Document segment
□ □ □ □

Hindsight Experience Replay (HER) can radically improve the sample efficiency, but it is only applicable to an environment if it fulfills the following requirements:
- It is goal-conditioned
- It has a
DictObservationSpace
with “observation”, “achieved_goal” and “desired_goal”. - It has a
compute_reward(achieved_goal, desired_goal, infos) -> reward
function, that calculates the correct reward given the achieved goal and desired goal.
Not all environments, e.g. the MetaWorld environments, have the option to provide dict observations or compute the reward retrospectively. Therefore, we implement this functionality with the MakeDictObs
Wrapper, located in utils/custom_wrappers.py
. You can take a look at the implementations that are already there, e.g. for MetaW-reach-v2-sparse
which originally had the name reach-v2-goal-observable
.
To add an environment to the MakeDictObs
wrapper, you’ll have to follow these steps:
Find out which part of the observation is relevant for the goal computation.
Look at the environment implementation and find out how the reward is computed. This is often implemented in a function called compute_reward
.
For most environments, the condition for success is that something has to be at certain position. This means that the desired_goal
is the position where the object should be and the achieved_goal
is the actual position of the object. If the reward is dense, it is often the distance between those two, and if it is sparse, it is whether the distance is below a certain threshold.
It is sufficient to implement only a version with sparse rewards, because they are better suited for SAC with HER.
For Metaworld environments the observation always has the same structure:
They all have shape (39,) and are composed like this:
obs = np.hstack((curr_obs, self._prev_obs, pos_goal))
That means
- obs[0:18] = observation
- obs[18:36] = observation from last step
- obs[36:39] = goal
observation is composed like this: np.hstack((pos_hand, gripper_distance_apart, obs_obj_padded))
with
- pos_hand: xyz of the endeffector
- gripper_distance_apart: one value that reflects how open the gripper is
- obs_obj_padded: 14 zeros that are sometimes filled with object info. If it is fully filled, it will be
[obj_1_xyz (3 values), obj_1_quat (4 values), obj_2_xyz (3 values), obj_2_quat (4 values)]
Add an if-statement to check for environment name(s)
The dict-obs conversion you will implement will probably only be valid for your environment and maybe a few similar environments. If your environment is similar to an environment for which a conversion is already available, you might be able to reuse that implementation by just adding your environment to its if-statement. Otherwise, add an if-statement to check for your environment name in MakeDictObs.__init__()
. Your code will be inside this if-statement.
Define the observation-space
You’ll have to overwrite the observation-space to be a Dictionary-observation-space. Chances are that you can use the original observation-space for that. As an example, here is how it could be done for reach-v2
:
low = self.env.observation_space.low
high = self.env.observation_space.high
env.observation_space = spaces.Dict(
dict(
desired_goal=spaces.Box(
low=low[-3:], high=high[-3:], dtype="float64"

□ □ □ □

Job
Continue the guide on adding an environment to the MakeDictObs wrapper, picking up right after the last line shown.

[Items drawn from a dataset]
□ □ □ □

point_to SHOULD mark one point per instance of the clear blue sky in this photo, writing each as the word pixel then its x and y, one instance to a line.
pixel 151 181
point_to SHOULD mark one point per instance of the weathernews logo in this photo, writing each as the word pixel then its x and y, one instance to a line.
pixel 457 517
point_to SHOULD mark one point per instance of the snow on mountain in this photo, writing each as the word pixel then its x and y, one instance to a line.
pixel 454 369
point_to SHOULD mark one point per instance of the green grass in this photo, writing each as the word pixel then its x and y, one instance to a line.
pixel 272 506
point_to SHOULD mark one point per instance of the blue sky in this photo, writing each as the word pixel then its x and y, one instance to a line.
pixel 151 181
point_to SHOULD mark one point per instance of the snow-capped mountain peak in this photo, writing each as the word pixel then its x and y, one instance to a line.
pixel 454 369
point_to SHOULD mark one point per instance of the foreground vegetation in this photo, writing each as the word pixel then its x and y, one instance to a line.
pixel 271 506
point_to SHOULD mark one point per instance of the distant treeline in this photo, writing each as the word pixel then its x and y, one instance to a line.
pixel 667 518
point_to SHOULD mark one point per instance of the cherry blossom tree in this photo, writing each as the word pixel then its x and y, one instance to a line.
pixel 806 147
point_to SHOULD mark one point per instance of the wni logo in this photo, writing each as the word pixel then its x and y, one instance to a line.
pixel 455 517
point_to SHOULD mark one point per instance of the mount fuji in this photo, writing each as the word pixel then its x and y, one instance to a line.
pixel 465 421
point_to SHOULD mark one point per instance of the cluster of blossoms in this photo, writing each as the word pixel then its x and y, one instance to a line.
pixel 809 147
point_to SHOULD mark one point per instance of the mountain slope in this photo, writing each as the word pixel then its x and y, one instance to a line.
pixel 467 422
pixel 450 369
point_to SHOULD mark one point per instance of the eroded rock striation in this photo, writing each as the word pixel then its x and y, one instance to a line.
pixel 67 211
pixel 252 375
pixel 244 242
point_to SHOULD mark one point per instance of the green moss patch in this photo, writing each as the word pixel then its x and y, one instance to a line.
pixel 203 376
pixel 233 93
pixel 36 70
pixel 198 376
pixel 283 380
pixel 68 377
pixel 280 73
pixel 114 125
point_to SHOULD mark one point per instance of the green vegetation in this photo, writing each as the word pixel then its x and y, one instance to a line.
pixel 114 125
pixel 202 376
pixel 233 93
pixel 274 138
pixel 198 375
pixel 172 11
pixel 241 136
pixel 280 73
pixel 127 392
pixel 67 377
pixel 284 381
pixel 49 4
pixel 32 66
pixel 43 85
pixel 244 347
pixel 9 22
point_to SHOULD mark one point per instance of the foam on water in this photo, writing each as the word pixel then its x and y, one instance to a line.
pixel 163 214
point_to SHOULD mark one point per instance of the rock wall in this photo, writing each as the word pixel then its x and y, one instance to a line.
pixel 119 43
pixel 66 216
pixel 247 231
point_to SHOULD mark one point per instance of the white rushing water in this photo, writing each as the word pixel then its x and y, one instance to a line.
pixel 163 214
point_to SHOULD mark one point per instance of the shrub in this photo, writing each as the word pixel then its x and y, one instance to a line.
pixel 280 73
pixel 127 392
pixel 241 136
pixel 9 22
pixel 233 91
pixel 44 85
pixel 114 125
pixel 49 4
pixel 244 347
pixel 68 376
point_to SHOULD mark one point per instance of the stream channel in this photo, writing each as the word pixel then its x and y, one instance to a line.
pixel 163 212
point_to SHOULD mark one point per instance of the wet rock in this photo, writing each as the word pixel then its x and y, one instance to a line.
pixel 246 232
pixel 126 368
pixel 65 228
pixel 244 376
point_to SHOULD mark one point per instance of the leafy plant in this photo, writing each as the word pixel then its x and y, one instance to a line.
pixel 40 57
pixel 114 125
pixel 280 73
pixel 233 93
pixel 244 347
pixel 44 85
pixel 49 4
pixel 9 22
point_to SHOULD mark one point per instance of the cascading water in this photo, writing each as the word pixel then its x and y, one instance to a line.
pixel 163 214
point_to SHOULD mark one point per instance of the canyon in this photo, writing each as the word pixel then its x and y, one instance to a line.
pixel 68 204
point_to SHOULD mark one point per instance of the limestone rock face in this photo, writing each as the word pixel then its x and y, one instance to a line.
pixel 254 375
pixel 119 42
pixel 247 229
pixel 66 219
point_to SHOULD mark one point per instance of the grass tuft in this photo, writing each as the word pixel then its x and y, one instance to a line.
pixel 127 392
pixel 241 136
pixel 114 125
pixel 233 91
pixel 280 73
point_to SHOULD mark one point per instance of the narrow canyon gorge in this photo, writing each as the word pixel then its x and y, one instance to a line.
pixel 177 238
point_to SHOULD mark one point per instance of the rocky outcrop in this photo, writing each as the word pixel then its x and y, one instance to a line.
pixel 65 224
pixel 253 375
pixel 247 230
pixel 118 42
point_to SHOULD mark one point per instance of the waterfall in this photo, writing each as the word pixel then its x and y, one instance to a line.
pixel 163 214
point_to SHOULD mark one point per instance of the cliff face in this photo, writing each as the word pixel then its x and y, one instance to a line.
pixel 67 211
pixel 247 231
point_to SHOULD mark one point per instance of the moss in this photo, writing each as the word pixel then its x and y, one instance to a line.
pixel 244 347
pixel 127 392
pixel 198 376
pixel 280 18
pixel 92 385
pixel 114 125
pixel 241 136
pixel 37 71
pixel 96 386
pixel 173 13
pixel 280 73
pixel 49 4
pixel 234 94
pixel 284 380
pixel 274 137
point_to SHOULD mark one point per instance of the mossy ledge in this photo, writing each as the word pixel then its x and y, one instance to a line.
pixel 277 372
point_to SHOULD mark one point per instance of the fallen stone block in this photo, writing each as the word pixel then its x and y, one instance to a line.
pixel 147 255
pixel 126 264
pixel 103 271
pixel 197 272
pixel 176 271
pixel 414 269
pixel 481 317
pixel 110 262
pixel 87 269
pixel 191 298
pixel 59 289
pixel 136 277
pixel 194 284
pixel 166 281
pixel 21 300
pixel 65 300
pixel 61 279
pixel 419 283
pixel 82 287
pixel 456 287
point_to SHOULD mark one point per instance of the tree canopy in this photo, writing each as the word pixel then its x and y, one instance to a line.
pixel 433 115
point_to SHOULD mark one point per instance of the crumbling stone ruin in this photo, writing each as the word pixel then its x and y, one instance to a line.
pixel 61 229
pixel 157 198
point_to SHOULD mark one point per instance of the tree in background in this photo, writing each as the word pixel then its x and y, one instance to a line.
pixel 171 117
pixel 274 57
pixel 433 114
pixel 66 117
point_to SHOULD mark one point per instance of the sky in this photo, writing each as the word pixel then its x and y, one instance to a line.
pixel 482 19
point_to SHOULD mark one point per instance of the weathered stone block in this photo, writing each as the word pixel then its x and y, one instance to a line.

□ □ □ □

Task result
),
achieved_goal=spaces.Box(
low=low[:3], high=high[:3], dtype="float64"
),
observation=spaces.Box(
low=low[3:-3], high=high[3:-3], dtype="float64"
),
)
)
In this example, the desired goal consists of the last 3 values of the observation and the achieved goal consists of the first 3 values of the observation. The rest will be provided as the “observation”.
Define convert_obs(obs)
Then you’ll need to define a convert_obs(obs)
function that turns the observation into a dict-observation. Example for reach-v2
:
def convert_obs(obs):
ag = obs[:3]
dg = obs[-3:]
ob = obs[3:-3]
return {"observation": ob, "achieved_goal": ag, "desired_goal": dg}
self.obs_to_dict_obs = convert_obs
self.obs_to_dict_obs(obs)
will be called at every step to convert the observations.
Define compute_reward
function
For sparse rewards, it is often enough to see if the distance between achieved_goal and desired_goal is below a threshold. The threshold has to be copied from the original environment reward computation.
def compute_reward(achieved_goal, desired_goal, infos):
distances = np.linalg.norm(achieved_goal - desired_goal, axis=1)
return (distances < 0.05) - 1
Don’t forget to make the function available to the algorithm with
self.compute_reward = compute_reward
Because this is a wrapper, the environment will still use its original compute_reward
during the rollout, but if compute_reward
is called from outside the environment class, the compute_reward
that you just implemented will be called.
Register your environment
In order to use your environment, you have to register it in gymnasium. To use it with the wrapper, you’ll have to register it with a closure that uses the wrapper when gym.make(env)
is called. You can also choose a name for your environment there. An example on how to do this for the Metaworld environments can be seen at the end of register_envs.py
.